Excerpt:
====================

Also, if you work any metals in your little shop...  metal dusts can cause health issues too.  You don't really NEED a 1 micron filter dust collection setup, but from what I can see, you haven't even got a shop vac which will at least filter down to around 20 micron...


----------



## Charlie_W (Oct 8, 2015)

Congrats on the set up! Lots of fun for sure.

Add a grinder/sharpening system to your tool line up. Most of your chisels will need sharpening right out of the box and will dull and need touching up to keep a super sharp edge. A dull tool will mean a frustrating experience and can be a hazard.

Good luck!


----------



## Rink (Oct 8, 2015)

great set-up.  Congrats, welcome, and bid your money farewell !!!


----------



## Sappheiros (Oct 8, 2015)

Rockytime said:


> You have just fallen into the money pit. You'll love swimming in it. Now the fun begins. Congratulations on a nice start.



I'm ready to buy the fancy blanks!  I just have to practice first so I don't waste my money.



Skie_M said:


> Get a shop vac or a proper dust collection system.



I've got a shop vac in there, it was just behind me when I took the picture.  Otherwise, I've got the mighty broom!



randyrls said:


> Avi;  I will add to what Skie said.  CA, aka cyanoacrylate, aka superglue we use for blanks and finishing can cause allergic reactions.  I would recommend a pair of goggles when turning and a filter mask when using CA.  Protect your eyes and lungs.



When I bought the miter saw, I also got the protective glasses and a good mask to wear.  The only thing missing is a little heater for when it really gets cold, but I have some time to go.


----------



## Swagopenturner (Oct 8, 2015)

Look at all the wall space he has to hang stuff on!  It's too neat and orderly looking, that probably will not last long!


----------



## Skie_M (Oct 8, 2015)

Sappheiros said:


> Rockytime said:
> 
> 
> > You have just fallen into the money pit. You'll love swimming in it. Now the fun begins. Congratulations on a nice start.
> ...



Use that shop vac ... it's the dust that gets thrown into the air from sanding that you really have to look out for.  Sometimes it's fine enough to just suspend in the air.  Do yourself a favor and turn the lights out after you work and shine a laser light in the air at face level and check what kind of dust you have in your shop ...


You may also want to go ahead and invest in an air filtration system for airborne dust removal.  Simple systems are actually pretty easy to build .... box fan with a filter attached, replace filter once a month, leave it running and circulating air round your shop.

====================

Task goal: In the thread, why does Charlie_W recommend adding a grinder or sharpening system? Answer in one to three sentences.

Stored rows:
====================

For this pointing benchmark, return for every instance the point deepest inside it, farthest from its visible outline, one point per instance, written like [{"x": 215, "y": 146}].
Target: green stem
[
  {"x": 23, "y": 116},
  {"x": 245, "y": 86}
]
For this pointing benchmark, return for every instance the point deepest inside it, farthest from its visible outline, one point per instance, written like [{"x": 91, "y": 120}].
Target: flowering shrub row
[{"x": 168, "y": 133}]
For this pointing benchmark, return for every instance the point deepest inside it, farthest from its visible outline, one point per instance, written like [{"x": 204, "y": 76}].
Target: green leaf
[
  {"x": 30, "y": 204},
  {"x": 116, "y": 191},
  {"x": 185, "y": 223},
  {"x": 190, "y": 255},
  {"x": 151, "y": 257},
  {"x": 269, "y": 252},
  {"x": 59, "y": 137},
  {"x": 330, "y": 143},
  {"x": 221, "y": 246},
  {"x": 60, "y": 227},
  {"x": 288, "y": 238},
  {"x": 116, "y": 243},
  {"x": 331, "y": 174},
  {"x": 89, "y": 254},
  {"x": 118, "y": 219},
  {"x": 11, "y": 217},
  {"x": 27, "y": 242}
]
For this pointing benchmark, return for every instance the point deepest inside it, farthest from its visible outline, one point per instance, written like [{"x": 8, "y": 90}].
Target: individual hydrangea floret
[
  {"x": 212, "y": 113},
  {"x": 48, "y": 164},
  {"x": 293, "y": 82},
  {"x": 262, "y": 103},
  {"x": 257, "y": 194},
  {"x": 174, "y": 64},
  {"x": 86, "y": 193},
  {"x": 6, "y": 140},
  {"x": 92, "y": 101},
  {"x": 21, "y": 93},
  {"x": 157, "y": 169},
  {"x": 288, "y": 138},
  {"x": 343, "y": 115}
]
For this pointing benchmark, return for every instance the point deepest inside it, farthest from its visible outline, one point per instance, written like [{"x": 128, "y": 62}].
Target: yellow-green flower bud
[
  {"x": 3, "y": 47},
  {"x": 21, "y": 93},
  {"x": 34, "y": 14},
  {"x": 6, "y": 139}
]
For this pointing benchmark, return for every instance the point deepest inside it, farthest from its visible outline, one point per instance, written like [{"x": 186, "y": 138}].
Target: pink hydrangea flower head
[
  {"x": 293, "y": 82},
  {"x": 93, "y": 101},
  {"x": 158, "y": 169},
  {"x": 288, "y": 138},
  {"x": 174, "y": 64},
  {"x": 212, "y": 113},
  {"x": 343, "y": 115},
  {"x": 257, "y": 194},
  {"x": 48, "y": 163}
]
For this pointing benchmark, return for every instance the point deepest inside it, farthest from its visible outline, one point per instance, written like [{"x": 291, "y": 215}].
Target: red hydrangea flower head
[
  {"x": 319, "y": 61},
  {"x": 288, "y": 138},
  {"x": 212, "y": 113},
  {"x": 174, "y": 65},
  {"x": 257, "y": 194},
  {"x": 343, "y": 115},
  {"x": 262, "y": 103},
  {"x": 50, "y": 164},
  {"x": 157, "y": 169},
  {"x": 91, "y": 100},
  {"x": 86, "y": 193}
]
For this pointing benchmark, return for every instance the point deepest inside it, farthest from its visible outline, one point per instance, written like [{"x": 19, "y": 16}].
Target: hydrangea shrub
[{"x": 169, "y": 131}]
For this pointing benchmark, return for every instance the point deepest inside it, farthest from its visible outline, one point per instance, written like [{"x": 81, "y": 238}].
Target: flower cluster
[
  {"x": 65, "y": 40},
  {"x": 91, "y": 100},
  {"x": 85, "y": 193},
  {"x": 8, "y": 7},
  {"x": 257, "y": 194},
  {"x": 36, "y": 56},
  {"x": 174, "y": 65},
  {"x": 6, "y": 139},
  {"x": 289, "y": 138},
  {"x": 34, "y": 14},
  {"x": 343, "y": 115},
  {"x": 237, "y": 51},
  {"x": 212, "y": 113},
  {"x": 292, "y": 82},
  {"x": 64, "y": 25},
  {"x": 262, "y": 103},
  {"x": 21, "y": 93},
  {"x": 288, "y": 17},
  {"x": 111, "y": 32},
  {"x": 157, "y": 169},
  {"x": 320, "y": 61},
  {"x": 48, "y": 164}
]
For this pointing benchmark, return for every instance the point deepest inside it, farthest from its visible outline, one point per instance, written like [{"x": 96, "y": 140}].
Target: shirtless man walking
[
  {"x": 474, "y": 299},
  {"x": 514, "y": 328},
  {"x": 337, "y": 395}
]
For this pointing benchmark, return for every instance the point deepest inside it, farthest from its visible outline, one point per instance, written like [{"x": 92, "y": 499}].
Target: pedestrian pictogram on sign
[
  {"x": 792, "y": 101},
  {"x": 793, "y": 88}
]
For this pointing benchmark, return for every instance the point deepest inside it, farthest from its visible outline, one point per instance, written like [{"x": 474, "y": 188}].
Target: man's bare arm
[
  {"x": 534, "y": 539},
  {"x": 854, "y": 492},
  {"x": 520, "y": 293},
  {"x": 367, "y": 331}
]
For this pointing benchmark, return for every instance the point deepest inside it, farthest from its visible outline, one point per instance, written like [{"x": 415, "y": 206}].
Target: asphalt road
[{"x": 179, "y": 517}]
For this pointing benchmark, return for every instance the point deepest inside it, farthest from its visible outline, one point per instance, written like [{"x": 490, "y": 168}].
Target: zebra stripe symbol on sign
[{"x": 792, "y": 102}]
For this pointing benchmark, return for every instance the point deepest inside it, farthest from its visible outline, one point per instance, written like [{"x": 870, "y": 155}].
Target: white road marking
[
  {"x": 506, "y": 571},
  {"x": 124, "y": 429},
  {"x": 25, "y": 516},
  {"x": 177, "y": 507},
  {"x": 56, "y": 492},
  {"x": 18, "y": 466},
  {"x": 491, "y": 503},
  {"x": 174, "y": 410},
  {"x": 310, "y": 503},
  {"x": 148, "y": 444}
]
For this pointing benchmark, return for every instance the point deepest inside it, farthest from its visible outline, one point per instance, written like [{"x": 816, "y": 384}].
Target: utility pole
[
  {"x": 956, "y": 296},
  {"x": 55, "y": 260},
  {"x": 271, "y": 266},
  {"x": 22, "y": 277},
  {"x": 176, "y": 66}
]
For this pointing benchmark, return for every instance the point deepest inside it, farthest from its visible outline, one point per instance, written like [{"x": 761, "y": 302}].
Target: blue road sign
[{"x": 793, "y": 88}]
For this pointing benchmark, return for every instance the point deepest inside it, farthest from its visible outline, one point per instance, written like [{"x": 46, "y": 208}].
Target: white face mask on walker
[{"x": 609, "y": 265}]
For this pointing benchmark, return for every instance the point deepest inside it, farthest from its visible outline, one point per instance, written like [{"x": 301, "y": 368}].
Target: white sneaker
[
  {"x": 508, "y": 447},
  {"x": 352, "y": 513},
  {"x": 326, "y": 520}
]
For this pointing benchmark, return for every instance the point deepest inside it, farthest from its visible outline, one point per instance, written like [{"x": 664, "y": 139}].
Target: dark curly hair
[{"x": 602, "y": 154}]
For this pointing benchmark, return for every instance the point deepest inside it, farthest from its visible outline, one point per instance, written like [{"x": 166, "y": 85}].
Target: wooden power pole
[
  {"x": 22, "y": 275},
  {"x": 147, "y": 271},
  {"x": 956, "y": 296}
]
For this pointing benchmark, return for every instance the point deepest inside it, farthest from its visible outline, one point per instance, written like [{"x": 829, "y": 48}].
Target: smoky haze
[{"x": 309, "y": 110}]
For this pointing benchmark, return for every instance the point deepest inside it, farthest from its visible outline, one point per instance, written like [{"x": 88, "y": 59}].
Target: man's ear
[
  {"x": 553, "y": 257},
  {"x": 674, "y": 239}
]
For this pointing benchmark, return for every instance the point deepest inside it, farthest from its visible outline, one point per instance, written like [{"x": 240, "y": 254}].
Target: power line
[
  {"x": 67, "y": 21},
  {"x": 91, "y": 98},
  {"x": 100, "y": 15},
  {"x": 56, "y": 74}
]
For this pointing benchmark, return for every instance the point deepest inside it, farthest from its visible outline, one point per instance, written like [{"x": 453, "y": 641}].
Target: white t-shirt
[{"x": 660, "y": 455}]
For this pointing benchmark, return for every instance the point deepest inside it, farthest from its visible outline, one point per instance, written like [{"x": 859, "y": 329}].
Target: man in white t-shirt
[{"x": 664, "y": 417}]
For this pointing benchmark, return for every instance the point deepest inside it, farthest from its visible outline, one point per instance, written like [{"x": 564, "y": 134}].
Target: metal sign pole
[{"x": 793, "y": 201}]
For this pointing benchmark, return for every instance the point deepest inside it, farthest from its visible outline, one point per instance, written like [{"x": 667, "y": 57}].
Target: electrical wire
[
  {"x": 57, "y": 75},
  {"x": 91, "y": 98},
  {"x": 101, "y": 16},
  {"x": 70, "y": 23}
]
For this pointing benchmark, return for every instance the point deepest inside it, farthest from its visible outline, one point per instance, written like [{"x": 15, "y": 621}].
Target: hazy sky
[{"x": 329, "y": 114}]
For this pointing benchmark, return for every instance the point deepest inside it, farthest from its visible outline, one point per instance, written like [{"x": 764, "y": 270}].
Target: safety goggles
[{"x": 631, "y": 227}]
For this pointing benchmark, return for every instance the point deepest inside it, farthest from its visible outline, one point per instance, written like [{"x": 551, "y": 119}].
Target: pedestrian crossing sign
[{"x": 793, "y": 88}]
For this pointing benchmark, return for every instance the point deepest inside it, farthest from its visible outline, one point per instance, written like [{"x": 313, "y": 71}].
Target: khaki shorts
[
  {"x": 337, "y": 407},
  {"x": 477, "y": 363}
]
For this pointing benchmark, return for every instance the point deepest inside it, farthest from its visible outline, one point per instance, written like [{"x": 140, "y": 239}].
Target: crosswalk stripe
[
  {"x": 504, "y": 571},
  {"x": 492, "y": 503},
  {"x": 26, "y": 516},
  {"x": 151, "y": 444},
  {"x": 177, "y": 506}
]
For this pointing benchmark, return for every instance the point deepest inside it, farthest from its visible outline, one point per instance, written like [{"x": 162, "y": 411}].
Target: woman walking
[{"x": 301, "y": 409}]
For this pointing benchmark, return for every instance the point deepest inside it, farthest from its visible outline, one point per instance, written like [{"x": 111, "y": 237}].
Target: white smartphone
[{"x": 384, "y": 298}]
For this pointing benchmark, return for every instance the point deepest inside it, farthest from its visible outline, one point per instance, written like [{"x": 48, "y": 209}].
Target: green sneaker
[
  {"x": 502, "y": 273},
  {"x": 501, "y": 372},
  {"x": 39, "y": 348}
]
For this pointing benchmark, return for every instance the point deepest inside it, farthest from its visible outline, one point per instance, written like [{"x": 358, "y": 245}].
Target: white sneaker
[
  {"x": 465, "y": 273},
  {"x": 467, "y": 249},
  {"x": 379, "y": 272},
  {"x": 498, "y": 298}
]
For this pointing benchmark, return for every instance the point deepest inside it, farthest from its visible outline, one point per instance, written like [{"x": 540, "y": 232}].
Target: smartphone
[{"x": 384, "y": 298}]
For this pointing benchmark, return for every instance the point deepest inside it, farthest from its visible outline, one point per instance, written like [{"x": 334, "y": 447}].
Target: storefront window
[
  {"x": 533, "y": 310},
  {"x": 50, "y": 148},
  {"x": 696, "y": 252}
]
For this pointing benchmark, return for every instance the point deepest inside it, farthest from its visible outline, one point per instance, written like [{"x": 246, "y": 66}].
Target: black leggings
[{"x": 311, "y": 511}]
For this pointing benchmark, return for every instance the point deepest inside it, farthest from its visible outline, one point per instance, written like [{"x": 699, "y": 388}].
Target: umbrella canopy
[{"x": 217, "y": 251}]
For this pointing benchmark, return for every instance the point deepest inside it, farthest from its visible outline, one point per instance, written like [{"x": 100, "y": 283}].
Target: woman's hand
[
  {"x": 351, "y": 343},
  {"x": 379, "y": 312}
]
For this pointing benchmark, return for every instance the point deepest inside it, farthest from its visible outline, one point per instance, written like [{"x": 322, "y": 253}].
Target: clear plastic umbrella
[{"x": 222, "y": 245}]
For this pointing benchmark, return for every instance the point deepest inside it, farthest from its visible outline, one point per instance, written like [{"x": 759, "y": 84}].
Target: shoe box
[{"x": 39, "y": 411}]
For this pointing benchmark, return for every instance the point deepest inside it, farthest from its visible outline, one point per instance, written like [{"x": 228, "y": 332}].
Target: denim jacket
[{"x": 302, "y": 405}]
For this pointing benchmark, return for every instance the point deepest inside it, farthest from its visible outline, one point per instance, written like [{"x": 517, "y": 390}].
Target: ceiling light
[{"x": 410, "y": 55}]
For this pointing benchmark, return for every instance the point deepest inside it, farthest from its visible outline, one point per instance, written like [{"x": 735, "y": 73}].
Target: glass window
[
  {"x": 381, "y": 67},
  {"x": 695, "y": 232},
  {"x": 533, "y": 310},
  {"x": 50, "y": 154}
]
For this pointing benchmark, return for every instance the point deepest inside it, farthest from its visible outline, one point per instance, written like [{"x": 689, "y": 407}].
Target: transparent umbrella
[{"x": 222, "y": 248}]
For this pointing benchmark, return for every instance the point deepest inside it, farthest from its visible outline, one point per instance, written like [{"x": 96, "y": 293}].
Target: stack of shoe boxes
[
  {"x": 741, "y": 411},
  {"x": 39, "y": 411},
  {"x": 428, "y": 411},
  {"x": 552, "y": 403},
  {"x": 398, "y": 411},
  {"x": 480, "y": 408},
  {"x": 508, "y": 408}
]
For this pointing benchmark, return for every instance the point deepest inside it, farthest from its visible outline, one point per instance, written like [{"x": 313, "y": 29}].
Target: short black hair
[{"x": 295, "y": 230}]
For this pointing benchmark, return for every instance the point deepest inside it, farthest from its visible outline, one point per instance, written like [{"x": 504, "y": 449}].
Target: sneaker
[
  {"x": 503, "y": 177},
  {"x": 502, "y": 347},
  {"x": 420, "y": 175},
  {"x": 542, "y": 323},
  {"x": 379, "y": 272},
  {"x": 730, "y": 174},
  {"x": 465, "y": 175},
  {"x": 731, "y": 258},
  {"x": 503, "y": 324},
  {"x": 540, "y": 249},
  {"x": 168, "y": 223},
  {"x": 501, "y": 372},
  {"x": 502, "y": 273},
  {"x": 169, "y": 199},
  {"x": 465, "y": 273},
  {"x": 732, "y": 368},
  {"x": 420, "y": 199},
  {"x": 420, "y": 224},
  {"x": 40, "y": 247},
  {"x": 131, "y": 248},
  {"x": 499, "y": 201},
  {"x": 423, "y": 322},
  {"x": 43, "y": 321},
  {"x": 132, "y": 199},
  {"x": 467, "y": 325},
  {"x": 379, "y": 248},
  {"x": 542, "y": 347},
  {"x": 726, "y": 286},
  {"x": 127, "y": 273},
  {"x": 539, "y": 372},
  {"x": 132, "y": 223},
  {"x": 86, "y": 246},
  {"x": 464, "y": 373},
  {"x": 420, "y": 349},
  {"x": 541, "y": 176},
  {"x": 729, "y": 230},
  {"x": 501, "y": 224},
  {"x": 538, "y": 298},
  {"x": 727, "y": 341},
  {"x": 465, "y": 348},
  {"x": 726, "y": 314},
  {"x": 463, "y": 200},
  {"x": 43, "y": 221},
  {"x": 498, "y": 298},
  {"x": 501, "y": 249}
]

====================

Solution to the problem: Most chisels need sharpening right out of the box, and they dull over time and need touching up to keep a super sharp edge. A dull tool makes for a frustrating experience and can be a hazard.